> [EXERCISE OBJECTIVE]:
Rewrite every one of these records with "snow dusted hillside" changed to "frosted hillside", leaving everything else as it is.

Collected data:
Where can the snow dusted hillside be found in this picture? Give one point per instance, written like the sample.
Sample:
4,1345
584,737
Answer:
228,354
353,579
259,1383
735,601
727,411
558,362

> [SOLVED EXERCISE]:
Where can the frosted hillside be found in this picture? Give one point per instance, written like the sample.
Sample:
4,1345
584,737
Answer:
228,354
353,579
259,1383
735,601
727,411
558,362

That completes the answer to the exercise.